◆ **Source material**

____

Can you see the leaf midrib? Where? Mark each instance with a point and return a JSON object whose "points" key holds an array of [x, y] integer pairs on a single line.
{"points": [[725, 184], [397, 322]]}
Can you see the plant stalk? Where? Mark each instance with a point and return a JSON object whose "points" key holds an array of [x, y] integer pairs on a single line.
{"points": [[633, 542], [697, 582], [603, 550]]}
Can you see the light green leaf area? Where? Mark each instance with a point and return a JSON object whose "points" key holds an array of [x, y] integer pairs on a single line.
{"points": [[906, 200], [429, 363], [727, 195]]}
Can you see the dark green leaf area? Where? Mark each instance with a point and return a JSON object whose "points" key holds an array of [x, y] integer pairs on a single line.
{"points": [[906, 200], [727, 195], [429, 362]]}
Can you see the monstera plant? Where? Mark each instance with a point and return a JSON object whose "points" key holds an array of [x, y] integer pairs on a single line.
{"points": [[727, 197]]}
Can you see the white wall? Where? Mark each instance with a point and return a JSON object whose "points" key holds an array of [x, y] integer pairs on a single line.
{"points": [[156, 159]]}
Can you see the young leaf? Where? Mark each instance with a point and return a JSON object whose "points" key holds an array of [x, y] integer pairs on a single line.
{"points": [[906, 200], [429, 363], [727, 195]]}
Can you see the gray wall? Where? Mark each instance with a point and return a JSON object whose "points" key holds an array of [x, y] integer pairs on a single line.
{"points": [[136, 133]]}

____

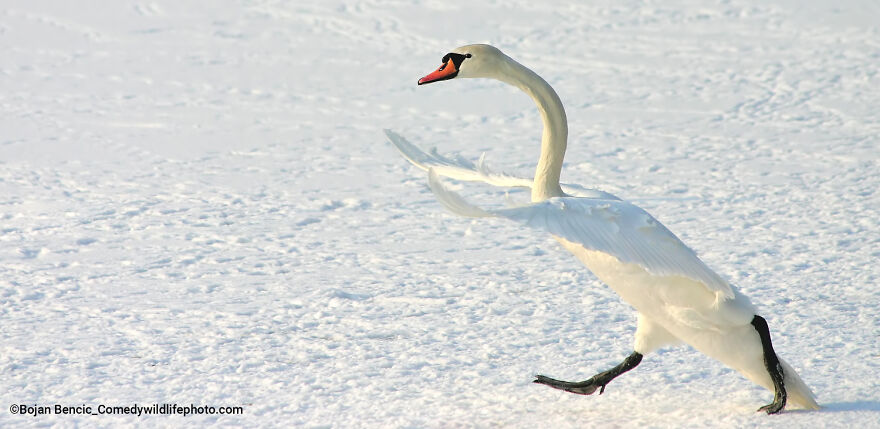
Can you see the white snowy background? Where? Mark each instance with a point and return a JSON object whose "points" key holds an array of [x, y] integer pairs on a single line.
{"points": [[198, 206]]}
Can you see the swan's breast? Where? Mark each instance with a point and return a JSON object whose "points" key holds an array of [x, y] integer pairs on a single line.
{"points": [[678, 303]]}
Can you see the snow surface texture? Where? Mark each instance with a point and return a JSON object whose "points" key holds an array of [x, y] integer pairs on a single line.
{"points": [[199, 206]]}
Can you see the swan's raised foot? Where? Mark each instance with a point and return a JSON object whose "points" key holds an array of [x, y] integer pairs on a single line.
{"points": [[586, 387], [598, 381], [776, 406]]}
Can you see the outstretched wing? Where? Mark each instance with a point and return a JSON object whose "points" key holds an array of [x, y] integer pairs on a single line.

____

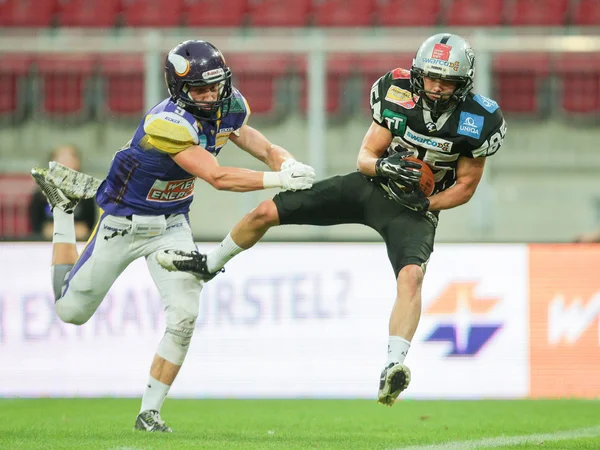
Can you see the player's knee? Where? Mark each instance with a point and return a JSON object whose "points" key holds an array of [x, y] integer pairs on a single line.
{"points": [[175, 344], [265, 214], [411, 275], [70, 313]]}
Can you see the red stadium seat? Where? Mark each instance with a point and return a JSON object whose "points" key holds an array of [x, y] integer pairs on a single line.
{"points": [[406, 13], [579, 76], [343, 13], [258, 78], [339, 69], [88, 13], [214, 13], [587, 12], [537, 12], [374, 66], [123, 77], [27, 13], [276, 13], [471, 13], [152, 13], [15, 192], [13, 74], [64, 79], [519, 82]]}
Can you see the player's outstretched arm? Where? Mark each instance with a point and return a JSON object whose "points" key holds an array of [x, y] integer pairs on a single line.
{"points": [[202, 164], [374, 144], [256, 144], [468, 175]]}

____

◆ **Task directions**
Gather every line of the items above that contains the string "area", treating uppercase and lowercase letters as distinct.

◆ **Problem solution**
Can you see the light green leaf area? Where? Mark each instance with a point and return a JSON object whose "points" key holds an array of [x, y] integer pairs on a single line.
Can you see the dark green leaf area? Where? Mark each instance with a point and return a JSON object whose "points" key holds an array of [x, y] integer pairs on a single line.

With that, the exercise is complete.